In accordance with the policy enumerated above, Aperio has adopted the following procedures:

All Supervised Persons shall report any Concern to the Compliance Team, Human Resources team, a direct supervisor, or a member of Aperio’s senior management, which consists of the Chief Executive Officer, Chief Operating Officer, Chief Investment Officer, and Chief of Staff (“Senior Management”). Any recipients of a reported Concern shall retain this information in confidence. The Concern will not be reported to any member of Senior Management that may be the subject of, or involved in the activities pertaining to, the Concern.
In order to promote the reporting of violations, Concerns may be reported anonymously by mail specifically to anyone referenced above, or by any other form of communication.
Any Concern should describe in detail the specific facts demonstrating the basis for the complaint, report or inquiry.
Upon receipt of a reported Concern, Senior Management, in coordination with the Compliance and Human Resources teams as appropriate, shall make a determination as to the manner in which the Concern will be investigated. Such determination may include conducting an internal investigation, interviewing key personnel and/or contacting outside legal counsel.
At the conclusion of any such investigation, Senior Management shall make a determination regarding what further actions or reporting, if any, are required, and determine whether the findings of the investigation will be discussed with the Supervised Person who filed the report. For reasons of privacy or confidentiality, Senior Management may elect to not discuss the details of the findings with that person.
Aperio will always adhere to its non-retaliation policy with respect to the Supervised Person reporting a Concern.

 

C.Whistleblower Statutes

 

The reporting policy and procedures described herein are in no way intended to limit, nor should be construed as in any way limiting, a Supervised Person’s ability to report directly to the SEC or other authorities regarding possible violations of state or Federal Securities Laws involving Aperio or its personnel, or from recovering a SEC whistleblower award. Supervised Persons may elect to notify applicable regulatory bodies of any potential violation of securities law at any time. Section 922 of the Dodd-Frank Wall Street Reform and Consumer Protection Act provides that the SEC shall pay awards to eligible whistleblowers who voluntarily provide the SEC with original information that leads to a successful enforcement action yielding monetary sanctions of over $1 million.
——————
• _Set of tasks_:
(a) What is the Spanish translation of this sentence from the whistleblower procedures: "Any Concern should describe in detail the specific facts demonstrating the basis for the complaint, report or inquiry."?
(b) Can you rewrite the listing starting at the line containing "Could you locate the adult" and ending at the end of the listing, with "photograph" replaced by "image" and the pictures left out?
The listing is unrelated to the whistleblower procedures.

Position annotation records
——————
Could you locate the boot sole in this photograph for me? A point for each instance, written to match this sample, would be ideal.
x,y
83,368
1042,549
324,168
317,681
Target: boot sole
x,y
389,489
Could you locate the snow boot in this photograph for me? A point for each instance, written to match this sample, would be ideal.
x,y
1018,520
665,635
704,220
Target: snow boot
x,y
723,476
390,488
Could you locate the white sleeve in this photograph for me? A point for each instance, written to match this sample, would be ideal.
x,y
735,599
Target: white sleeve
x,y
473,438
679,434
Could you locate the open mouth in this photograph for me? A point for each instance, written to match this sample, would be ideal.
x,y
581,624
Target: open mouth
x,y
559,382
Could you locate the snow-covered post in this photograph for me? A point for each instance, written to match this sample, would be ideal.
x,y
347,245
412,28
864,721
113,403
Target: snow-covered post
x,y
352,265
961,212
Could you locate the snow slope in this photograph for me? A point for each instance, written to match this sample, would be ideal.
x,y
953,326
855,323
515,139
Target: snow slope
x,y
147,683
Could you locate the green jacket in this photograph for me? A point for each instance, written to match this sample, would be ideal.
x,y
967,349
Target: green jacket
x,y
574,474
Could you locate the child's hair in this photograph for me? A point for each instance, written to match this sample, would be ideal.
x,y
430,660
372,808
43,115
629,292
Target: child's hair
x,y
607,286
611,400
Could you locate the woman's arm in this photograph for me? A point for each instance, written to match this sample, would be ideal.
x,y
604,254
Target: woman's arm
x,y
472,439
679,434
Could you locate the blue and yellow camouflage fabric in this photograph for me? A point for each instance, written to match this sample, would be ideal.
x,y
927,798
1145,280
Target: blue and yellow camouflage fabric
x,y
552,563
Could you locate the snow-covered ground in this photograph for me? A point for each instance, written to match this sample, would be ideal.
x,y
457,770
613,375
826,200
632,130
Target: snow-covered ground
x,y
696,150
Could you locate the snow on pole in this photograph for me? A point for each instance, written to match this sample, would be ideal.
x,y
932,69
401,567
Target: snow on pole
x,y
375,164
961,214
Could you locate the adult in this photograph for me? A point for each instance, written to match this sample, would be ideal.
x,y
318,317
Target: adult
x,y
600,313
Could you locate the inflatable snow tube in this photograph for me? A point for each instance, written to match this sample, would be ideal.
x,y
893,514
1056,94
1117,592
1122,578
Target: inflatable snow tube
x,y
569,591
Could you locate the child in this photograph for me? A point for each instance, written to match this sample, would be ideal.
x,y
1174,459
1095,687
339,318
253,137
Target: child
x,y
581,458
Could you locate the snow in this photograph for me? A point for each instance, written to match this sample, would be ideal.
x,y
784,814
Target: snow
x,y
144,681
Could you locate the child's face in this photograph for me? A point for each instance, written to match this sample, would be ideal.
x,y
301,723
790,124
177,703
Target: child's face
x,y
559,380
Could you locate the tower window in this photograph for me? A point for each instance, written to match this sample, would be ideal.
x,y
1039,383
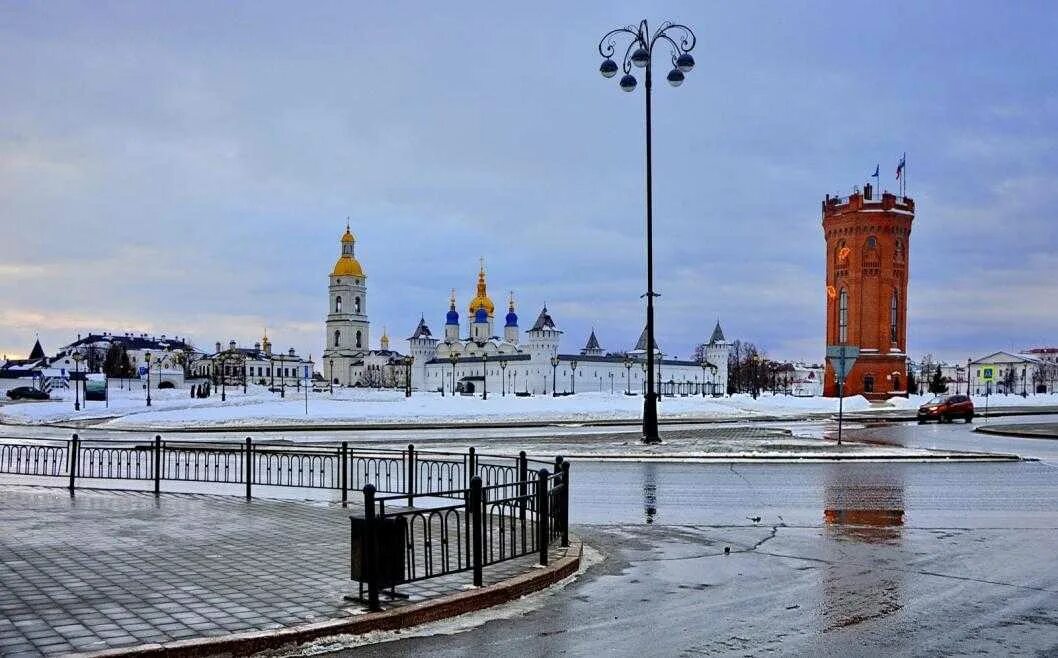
——————
• _Worked answers_:
(a) Cualquier Inquietud debe describir en detalle los hechos específicos que demuestren el fundamento de la queja, el informe o la consulta.

(b)
Could you locate the adult in this image for me? A point for each instance, written to match this sample, would be ideal.
x,y
318,317
Target: adult
x,y
600,313
Could you locate the inflatable snow tube in this image for me? A point for each instance, written to match this sample, would be ideal.
x,y
893,514
1056,94
1117,592
1122,578
Target: inflatable snow tube
x,y
569,591
Could you locate the child in this image for me? A point for each instance, written to match this sample, would be ideal.
x,y
1174,459
1095,687
339,318
253,137
Target: child
x,y
581,458
Could you locate the snow in this image for me? A point for each instance, written to match this sample, would be ideal.
x,y
784,814
Target: snow
x,y
144,681
Could you locate the child's face in this image for me? A point for each instance, written to match this sample, would be ideal.
x,y
301,723
790,124
177,703
Target: child's face
x,y
559,380
Could you locate the tower window in this image for me? A point for each instance, written to match this sample, would be ideal.
x,y
1039,383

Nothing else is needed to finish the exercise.